§ Given exercise: Convert every line of the entries below into a Markdown table with two columns, Row and Line. Number the rows in order and omit blank lines.

§ Data for processing:
----------

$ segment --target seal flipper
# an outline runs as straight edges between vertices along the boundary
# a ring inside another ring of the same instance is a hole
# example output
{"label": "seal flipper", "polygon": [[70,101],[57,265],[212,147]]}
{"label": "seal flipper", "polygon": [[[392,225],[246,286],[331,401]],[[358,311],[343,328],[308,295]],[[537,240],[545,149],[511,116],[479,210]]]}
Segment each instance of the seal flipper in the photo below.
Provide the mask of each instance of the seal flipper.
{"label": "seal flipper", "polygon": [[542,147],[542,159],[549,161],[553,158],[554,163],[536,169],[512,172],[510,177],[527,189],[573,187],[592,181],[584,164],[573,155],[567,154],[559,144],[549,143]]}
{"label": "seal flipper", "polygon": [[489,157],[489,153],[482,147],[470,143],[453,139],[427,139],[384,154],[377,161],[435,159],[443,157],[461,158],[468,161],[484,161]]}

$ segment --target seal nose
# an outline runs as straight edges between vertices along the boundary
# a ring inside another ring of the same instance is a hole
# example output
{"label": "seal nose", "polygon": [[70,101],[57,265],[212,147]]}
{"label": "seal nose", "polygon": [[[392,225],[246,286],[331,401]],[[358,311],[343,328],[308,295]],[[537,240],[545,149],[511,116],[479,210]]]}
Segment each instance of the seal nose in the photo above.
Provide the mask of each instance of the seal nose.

----------

§ Written answer:
| Row | Line |
|---|---|
| 1 | $ segment --target seal flipper |
| 2 | # an outline runs as straight edges between vertices along the boundary |
| 3 | # a ring inside another ring of the same instance is a hole |
| 4 | # example output |
| 5 | {"label": "seal flipper", "polygon": [[70,101],[57,265],[212,147]]} |
| 6 | {"label": "seal flipper", "polygon": [[[392,225],[246,286],[331,401]],[[358,311],[343,328],[308,295]],[[537,240],[545,149],[511,116],[479,210]]]} |
| 7 | Segment each instance of the seal flipper in the photo below. |
| 8 | Provide the mask of each instance of the seal flipper. |
| 9 | {"label": "seal flipper", "polygon": [[542,147],[542,159],[549,161],[553,158],[554,163],[536,169],[512,172],[510,177],[527,189],[573,187],[592,181],[584,164],[573,155],[567,154],[559,144],[549,143]]} |
| 10 | {"label": "seal flipper", "polygon": [[489,157],[489,153],[482,147],[470,143],[453,139],[427,139],[384,154],[377,161],[435,159],[443,157],[461,158],[468,161],[484,161]]} |
| 11 | $ segment --target seal nose |
| 12 | # an outline runs as straight edges between vertices along the boundary |
| 13 | # a ring inside another ring of the same instance is a hole |
| 14 | # example output |
| 15 | {"label": "seal nose", "polygon": [[70,101],[57,265],[212,147]]} |
| 16 | {"label": "seal nose", "polygon": [[[392,225],[246,286],[331,401]],[[358,311],[343,328],[308,295]],[[537,240],[545,149],[511,116],[479,210]]]} |
| 17 | Segment each instance of the seal nose in the photo above. |
| 18 | Provide the mask of each instance of the seal nose. |